**Exercise instructions**
Repeat exactly the lines from the one containing "Locate every instance of the woman in" through the last line of the records below, both included, and nothing else.

── Records for the exercise

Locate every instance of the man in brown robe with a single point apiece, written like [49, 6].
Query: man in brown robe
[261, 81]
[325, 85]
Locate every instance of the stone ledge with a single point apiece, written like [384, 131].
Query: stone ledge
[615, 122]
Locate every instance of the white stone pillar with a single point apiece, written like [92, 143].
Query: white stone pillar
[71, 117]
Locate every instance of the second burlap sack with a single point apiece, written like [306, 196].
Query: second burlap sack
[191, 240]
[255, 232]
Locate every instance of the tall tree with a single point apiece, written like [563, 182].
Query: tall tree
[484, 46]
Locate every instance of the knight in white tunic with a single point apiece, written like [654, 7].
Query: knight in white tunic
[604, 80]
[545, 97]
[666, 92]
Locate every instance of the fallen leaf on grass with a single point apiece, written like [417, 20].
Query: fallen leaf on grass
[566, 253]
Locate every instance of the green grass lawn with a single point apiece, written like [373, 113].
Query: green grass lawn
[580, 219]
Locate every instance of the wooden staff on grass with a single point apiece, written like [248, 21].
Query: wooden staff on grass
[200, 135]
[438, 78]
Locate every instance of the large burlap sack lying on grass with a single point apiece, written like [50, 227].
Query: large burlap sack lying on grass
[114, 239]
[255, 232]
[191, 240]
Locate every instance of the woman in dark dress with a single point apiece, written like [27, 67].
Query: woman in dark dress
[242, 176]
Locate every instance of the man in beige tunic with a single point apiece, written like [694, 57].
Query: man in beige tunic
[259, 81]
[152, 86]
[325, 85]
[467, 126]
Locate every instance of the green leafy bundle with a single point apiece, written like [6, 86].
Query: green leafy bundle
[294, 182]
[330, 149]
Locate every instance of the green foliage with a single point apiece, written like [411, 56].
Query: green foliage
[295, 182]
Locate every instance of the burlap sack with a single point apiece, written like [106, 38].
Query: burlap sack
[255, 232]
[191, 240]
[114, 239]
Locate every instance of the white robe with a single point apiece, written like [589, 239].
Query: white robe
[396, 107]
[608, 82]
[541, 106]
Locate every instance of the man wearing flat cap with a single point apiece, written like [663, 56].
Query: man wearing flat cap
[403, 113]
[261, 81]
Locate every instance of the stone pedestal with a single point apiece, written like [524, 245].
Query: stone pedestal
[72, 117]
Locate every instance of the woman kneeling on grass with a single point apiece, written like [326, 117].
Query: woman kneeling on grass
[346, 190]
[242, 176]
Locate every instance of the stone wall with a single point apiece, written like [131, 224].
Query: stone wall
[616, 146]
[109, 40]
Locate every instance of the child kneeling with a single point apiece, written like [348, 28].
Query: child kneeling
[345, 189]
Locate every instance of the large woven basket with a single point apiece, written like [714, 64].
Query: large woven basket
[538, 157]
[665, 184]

────

**Response to the task**
Locate every instance of the woman in dark dress with a single point apiece, written like [27, 67].
Query: woman in dark dress
[242, 176]
Locate every instance of the man in beige tunic with a single point apiece, written like [694, 57].
Query: man in beige tunic
[259, 81]
[152, 86]
[325, 85]
[467, 126]
Locate every instance of the green leafy bundle with a single point apiece, written like [6, 86].
Query: green leafy bundle
[294, 182]
[330, 149]
Locate every instance of the green foliage with a single point apiece, written like [411, 56].
Query: green foliage
[295, 182]
Locate every instance of the burlap sack with a single point apiece, written like [106, 38].
Query: burlap sack
[255, 232]
[191, 240]
[114, 239]
Locate every instance of the white robe with a single point apiece, written like [589, 239].
Query: white robe
[396, 107]
[608, 82]
[541, 106]
Locate every instance of the man wearing flat cap with a single point apiece, written like [663, 56].
Query: man wearing flat cap
[403, 113]
[261, 81]
Locate every instance of the stone pedestal with a single point apiece, written like [524, 245].
Query: stone pedestal
[72, 117]
Locate every instance of the woman kneeling on grass with a single point apiece, written like [326, 117].
Query: woman kneeling on grass
[346, 190]
[242, 176]
Locate every instance of the stone wall with a single point apiece, written like [131, 224].
Query: stone wall
[616, 146]
[109, 40]
Locate every instance of the child kneeling with a single point apiece, written like [348, 28].
Query: child kneeling
[345, 189]
Locate every instance of the large woven basket with a single point apiece, written like [714, 64].
Query: large woven basket
[538, 157]
[665, 184]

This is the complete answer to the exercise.